Once again, Frances, our Fearless Leader, has turned her sharp and probing mind to a film performance, this time of the Royal Shakespeare Company's 400th anniversary tribute. Here's what she has to say:
What an absorbing and invigorating experience it was, to see on screen the RSC’s tribute to Shakespeare, exactly as it was performed in that magnificent one-off concert on 23rd April.
The programme was clearly planned not only to show Shakespeare’s work, but also to reveal that work’s influence on so many other art forms. Mingled with many of the best-known and best-loved scenes from the plays we had excerpts from musicals, ballet, opera and even hip-hop: something for every taste and every age.
There was so much packed into three hours that it’s impossible to comment on everything. I prefer to indulge myself with remembering my favourites.
If I were presenting awards, equal first would go to Antony Sher for his rollicking but very subtle Falstaff, and Rory Kinnear for his intensely horror-struck Macbeth. Harriet Walter would be right behind them for her fine Cleopatra, and Ian McKellen, who gave us a passionate and topical passage from Sir Thomas More.
Other highlights: Paapa Essiedu’s delivery of “To be or not…..” It would be a major challenge for any actor to follow the hilarious discussion on the appropriate placing of emphasis in the soliloquy’s first sentence, but Essiedu took it beautifully in his stride, allowing the audience to settle and then holding us with his thoughtful interpretation. Alex Hassell’s Henry V made the king’s proposal to Catherine funnier and much more appealing than most versions, and in another scene, as Prince Hal was a perfect foil for Sher’s Falstaff. Al Murray’s portrayal of Bottom made a lovably cuddly and comical character.
For me special items from other genres included: the love scene from the ballet Romeo and Juliet with Prokofiev’s music; a modern ballet version of Desdemona’s murder, to Duke Ellington’s Black and Tan Fantasy; and the smoothest “Brush Up Your Shakespeare” (from Cole Porter’s Kiss Me Kate) which Henry Goodman and Rufus Hound performed with soft-shoe insouciance and infectious enjoyment.

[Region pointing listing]
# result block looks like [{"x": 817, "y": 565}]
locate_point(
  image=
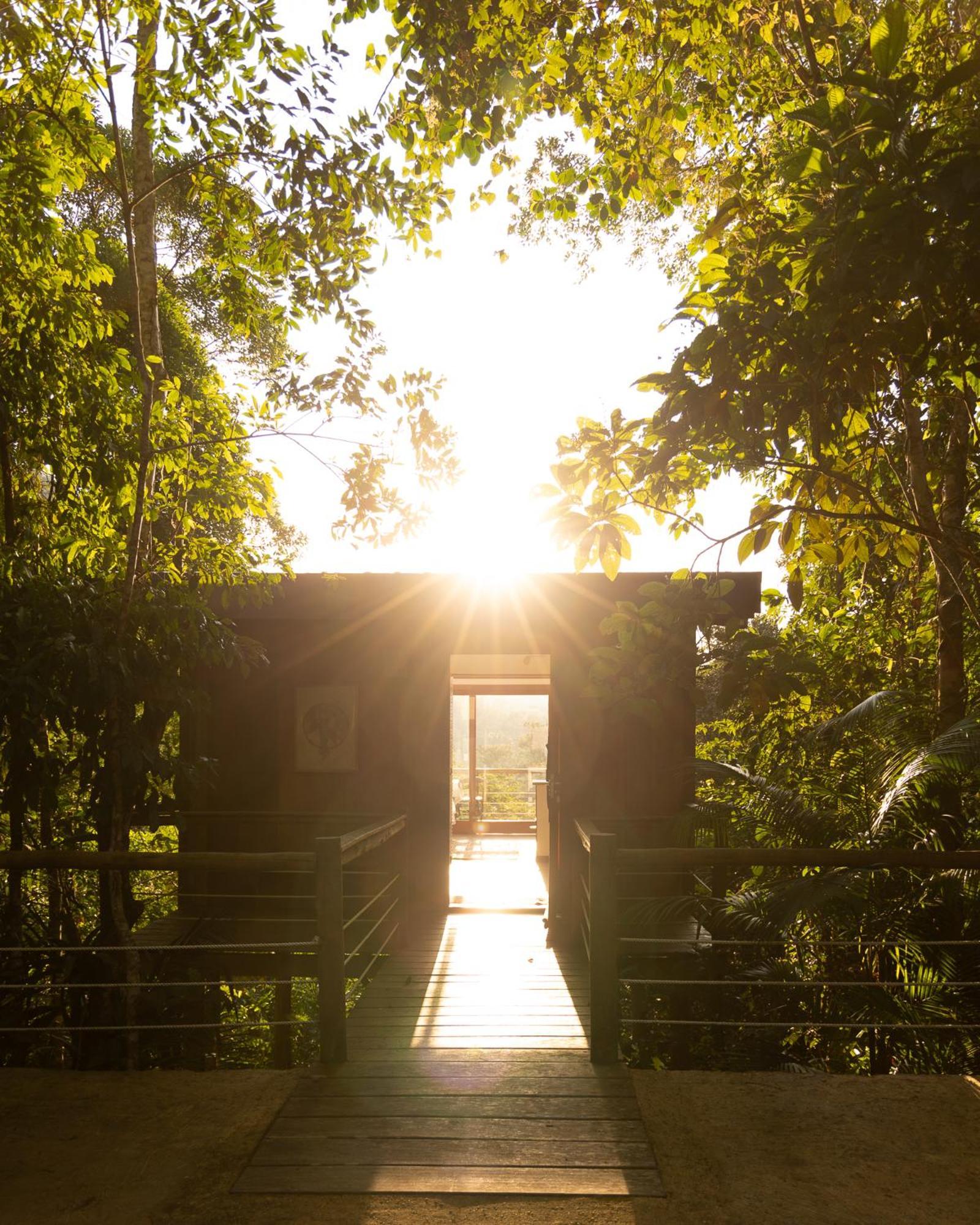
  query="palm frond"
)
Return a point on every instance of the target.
[
  {"x": 952, "y": 756},
  {"x": 889, "y": 712}
]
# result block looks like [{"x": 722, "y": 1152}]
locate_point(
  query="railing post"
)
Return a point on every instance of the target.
[
  {"x": 282, "y": 1010},
  {"x": 605, "y": 977},
  {"x": 330, "y": 955}
]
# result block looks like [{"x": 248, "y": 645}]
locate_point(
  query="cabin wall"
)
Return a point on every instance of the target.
[{"x": 391, "y": 638}]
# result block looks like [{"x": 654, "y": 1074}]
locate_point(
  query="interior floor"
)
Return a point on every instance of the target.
[{"x": 497, "y": 873}]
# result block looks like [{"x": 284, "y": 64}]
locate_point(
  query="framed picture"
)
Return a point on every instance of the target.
[{"x": 326, "y": 728}]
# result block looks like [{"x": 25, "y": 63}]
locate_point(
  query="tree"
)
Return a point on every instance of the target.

*Exercise prompt*
Copy out the review of the RSC's Shakespeare tribute in full, word for word. The listing has no connection to the review above.

*Result*
Once again, Frances, our Fearless Leader, has turned her sharp and probing mind to a film performance, this time of the Royal Shakespeare Company's 400th anniversary tribute. Here's what she has to say:
What an absorbing and invigorating experience it was, to see on screen the RSC’s tribute to Shakespeare, exactly as it was performed in that magnificent one-off concert on 23rd April.
The programme was clearly planned not only to show Shakespeare’s work, but also to reveal that work’s influence on so many other art forms. Mingled with many of the best-known and best-loved scenes from the plays we had excerpts from musicals, ballet, opera and even hip-hop: something for every taste and every age.
There was so much packed into three hours that it’s impossible to comment on everything. I prefer to indulge myself with remembering my favourites.
If I were presenting awards, equal first would go to Antony Sher for his rollicking but very subtle Falstaff, and Rory Kinnear for his intensely horror-struck Macbeth. Harriet Walter would be right behind them for her fine Cleopatra, and Ian McKellen, who gave us a passionate and topical passage from Sir Thomas More.
Other highlights: Paapa Essiedu’s delivery of “To be or not…..” It would be a major challenge for any actor to follow the hilarious discussion on the appropriate placing of emphasis in the soliloquy’s first sentence, but Essiedu took it beautifully in his stride, allowing the audience to settle and then holding us with his thoughtful interpretation. Alex Hassell’s Henry V made the king’s proposal to Catherine funnier and much more appealing than most versions, and in another scene, as Prince Hal was a perfect foil for Sher’s Falstaff. Al Murray’s portrayal of Bottom made a lovably cuddly and comical character.
For me special items from other genres included: the love scene from the ballet Romeo and Juliet with Prokofiev’s music; a modern ballet version of Desdemona’s murder, to Duke Ellington’s Black and Tan Fantasy; and the smoothest “Brush Up Your Shakespeare” (from Cole Porter’s Kiss Me Kate) which Henry Goodman and Rufus Hound performed with soft-shoe insouciance and infectious enjoyment.